(INSTRUCTIONS TO FOLLOW):
Begin at the line containing "Query: low bush on ridge" and reproduce every line through the end of the entries below. Nothing else should appear.

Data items
+--

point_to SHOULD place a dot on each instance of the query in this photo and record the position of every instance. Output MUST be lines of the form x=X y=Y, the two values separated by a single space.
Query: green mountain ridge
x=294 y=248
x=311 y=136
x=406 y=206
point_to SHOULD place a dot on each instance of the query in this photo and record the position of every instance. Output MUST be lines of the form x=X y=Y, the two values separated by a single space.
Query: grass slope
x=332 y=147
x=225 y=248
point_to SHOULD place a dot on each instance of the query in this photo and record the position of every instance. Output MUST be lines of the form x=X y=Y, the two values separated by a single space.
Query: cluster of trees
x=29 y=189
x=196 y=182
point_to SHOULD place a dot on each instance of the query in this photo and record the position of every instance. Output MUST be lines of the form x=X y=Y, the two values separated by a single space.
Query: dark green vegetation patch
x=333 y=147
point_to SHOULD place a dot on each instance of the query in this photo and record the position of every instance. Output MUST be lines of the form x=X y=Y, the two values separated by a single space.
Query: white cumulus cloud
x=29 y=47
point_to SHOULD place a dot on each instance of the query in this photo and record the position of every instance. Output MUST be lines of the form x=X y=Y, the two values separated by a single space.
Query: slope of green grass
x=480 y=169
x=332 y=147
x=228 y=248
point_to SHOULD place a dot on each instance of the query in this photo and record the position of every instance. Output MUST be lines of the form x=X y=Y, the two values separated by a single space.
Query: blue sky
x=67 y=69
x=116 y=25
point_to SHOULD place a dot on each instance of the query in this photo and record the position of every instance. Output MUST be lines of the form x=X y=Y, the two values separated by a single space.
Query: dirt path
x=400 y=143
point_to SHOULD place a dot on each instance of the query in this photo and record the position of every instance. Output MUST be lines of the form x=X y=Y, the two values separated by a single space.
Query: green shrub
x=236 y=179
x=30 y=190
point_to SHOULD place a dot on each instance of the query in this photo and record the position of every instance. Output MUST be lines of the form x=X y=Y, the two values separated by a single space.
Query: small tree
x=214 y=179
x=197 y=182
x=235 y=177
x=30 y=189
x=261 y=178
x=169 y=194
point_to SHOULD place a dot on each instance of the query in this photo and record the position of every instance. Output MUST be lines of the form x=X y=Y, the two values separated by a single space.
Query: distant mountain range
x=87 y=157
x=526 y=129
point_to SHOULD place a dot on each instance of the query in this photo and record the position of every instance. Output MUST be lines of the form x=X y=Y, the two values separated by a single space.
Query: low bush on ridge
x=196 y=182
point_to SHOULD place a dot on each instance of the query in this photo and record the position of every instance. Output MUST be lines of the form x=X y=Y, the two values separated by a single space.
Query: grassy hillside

+--

(RESPONSE):
Query: low bush on ridge
x=196 y=182
point_to SHOULD place a dot on each instance of the query in this photo and record the position of every instance. Output MUST be lines of the form x=X y=Y, the two values separated by a single space.
Query: grassy hillside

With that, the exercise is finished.